Set exercise: Copy out, word for word, the lines from the one containing "Medical imaging task — a pathologist needs the location of gray" through the one containing "[220,789,536,892]", with both of those lines included.

Provided records start

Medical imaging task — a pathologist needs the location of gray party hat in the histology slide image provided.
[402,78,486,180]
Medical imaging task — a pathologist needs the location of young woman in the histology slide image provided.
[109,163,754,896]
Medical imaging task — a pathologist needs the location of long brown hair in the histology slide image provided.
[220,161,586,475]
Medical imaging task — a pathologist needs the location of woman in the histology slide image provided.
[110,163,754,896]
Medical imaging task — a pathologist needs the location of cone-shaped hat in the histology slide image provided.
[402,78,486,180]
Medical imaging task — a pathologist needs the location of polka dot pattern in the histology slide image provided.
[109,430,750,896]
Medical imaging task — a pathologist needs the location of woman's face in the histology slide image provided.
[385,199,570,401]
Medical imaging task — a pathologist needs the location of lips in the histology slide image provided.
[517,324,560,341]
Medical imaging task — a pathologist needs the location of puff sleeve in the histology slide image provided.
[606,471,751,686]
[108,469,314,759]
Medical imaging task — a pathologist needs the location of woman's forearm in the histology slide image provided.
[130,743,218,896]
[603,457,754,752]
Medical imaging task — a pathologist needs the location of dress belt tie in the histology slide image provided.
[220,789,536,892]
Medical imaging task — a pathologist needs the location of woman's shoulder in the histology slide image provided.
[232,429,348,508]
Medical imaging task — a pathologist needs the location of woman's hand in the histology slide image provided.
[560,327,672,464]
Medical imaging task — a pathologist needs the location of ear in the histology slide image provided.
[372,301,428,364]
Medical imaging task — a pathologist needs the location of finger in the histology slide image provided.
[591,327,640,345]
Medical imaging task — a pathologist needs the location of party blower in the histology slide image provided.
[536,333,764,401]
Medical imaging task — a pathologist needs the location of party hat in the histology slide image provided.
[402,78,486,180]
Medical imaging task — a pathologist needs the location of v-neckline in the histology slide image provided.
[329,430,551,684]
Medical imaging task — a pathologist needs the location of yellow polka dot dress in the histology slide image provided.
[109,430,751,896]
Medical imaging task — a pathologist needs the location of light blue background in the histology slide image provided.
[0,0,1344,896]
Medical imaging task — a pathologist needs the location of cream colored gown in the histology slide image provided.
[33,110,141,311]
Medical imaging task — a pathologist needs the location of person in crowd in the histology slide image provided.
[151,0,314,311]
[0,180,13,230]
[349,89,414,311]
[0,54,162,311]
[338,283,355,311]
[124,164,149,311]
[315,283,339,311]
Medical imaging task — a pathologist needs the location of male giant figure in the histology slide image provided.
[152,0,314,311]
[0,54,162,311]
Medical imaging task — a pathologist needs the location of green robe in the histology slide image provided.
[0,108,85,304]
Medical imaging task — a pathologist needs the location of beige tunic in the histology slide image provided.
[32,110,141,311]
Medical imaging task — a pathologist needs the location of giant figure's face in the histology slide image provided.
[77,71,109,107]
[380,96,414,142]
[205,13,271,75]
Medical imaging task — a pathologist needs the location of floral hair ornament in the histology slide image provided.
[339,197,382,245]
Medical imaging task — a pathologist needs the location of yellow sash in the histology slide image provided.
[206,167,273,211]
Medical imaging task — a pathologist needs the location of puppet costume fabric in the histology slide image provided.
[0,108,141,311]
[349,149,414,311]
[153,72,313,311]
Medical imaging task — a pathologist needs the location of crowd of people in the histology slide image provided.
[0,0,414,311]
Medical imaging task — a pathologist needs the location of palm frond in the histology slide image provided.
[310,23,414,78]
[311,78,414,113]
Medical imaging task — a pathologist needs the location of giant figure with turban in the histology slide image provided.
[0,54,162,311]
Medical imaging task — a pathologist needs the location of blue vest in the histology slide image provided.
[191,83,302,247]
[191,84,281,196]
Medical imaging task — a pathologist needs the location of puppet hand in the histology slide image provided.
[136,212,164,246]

Provided records end
Provided records start

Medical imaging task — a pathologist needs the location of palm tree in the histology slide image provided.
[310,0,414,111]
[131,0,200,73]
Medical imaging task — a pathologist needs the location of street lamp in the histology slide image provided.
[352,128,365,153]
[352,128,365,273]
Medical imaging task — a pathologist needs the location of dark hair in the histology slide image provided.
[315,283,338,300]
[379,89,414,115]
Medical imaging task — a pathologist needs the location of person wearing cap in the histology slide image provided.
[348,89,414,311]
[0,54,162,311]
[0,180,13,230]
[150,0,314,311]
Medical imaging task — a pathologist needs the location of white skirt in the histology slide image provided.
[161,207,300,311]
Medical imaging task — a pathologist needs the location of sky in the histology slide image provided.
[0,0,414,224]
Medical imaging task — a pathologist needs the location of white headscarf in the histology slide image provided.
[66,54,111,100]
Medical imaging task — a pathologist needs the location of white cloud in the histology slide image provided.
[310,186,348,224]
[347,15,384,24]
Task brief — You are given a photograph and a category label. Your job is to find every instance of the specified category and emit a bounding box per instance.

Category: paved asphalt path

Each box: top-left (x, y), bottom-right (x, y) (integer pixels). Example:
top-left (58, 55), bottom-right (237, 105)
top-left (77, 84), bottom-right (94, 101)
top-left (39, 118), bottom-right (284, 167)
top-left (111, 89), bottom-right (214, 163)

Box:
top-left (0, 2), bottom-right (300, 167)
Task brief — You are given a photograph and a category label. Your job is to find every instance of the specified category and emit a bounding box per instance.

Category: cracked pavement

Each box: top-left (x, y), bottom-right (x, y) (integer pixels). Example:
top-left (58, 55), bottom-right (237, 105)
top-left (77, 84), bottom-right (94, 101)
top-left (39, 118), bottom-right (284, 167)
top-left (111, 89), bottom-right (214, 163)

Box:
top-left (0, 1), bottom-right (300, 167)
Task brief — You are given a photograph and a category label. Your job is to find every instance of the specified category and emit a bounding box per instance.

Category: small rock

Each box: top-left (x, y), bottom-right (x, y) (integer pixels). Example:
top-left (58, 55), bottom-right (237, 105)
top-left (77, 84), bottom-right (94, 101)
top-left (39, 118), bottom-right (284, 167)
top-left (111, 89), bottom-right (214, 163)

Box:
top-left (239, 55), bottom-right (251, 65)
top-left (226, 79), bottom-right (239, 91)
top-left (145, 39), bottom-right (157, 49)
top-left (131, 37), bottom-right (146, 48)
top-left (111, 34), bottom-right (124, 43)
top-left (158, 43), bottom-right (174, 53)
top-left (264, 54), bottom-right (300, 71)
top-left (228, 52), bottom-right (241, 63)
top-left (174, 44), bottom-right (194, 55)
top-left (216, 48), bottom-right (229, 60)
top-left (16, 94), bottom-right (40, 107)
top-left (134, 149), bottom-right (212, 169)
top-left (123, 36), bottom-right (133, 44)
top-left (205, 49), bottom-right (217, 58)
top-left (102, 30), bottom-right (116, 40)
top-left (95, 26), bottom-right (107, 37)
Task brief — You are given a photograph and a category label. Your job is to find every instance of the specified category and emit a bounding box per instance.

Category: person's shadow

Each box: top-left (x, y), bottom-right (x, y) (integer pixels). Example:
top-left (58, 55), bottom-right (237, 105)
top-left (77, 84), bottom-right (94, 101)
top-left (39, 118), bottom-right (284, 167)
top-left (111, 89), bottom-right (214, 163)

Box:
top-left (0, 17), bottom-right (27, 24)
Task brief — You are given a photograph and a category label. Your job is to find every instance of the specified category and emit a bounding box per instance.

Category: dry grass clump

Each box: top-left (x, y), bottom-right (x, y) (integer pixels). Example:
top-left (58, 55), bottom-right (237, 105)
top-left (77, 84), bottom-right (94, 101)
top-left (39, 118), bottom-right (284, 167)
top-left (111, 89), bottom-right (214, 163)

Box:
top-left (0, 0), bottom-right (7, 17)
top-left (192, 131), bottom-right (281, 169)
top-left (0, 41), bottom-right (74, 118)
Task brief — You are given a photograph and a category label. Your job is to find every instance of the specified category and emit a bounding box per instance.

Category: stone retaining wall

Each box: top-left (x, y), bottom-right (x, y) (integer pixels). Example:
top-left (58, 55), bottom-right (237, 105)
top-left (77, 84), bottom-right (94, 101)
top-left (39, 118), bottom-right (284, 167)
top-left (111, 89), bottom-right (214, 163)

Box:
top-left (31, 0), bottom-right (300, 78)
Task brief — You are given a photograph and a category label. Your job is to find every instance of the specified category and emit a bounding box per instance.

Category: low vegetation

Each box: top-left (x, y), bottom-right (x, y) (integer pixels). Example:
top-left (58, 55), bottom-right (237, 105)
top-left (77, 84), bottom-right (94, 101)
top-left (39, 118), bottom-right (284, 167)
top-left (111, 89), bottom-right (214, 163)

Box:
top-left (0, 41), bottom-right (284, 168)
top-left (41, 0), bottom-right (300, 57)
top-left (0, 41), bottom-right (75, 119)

Provided records end

Completed exercise:
Medical imaging task — a pathologist needs the location of gray party hat in the histology slide image provided.
[402,78,486,180]
Medical imaging task — a pathologist needs the location of young woman in the histology slide image provided.
[109,163,754,896]
Medical imaging task — a pathologist needs the location of long brown hair in the histology slide image provided.
[220,161,586,475]
Medical imaging task — a pathologist needs the location of woman in the histology slide image provided.
[110,163,754,896]
Medical imaging task — a pathologist needs the location of cone-shaped hat in the histology slide image provided.
[402,78,486,180]
Medical imaging task — a pathologist needs the location of polka dot pattern in the histology slide image provided.
[109,430,750,896]
Medical imaging task — a pathologist needs the location of woman's face in the histology slide image provided.
[385,199,570,401]
Medical imaging task — a pathologist needs the location of lips in the histology slide image provided.
[517,324,560,341]
Medical imaging task — a pathologist needs the location of puff sleeve in the histology slide image provided.
[606,471,751,686]
[108,469,314,759]
Medical imaging task — a pathologist needs the location of woman's forearm in the histology slide image provided.
[130,743,218,896]
[603,457,754,752]
Medical imaging task — a pathologist needs the location of dress belt tie in the histology slide image provided.
[220,789,536,892]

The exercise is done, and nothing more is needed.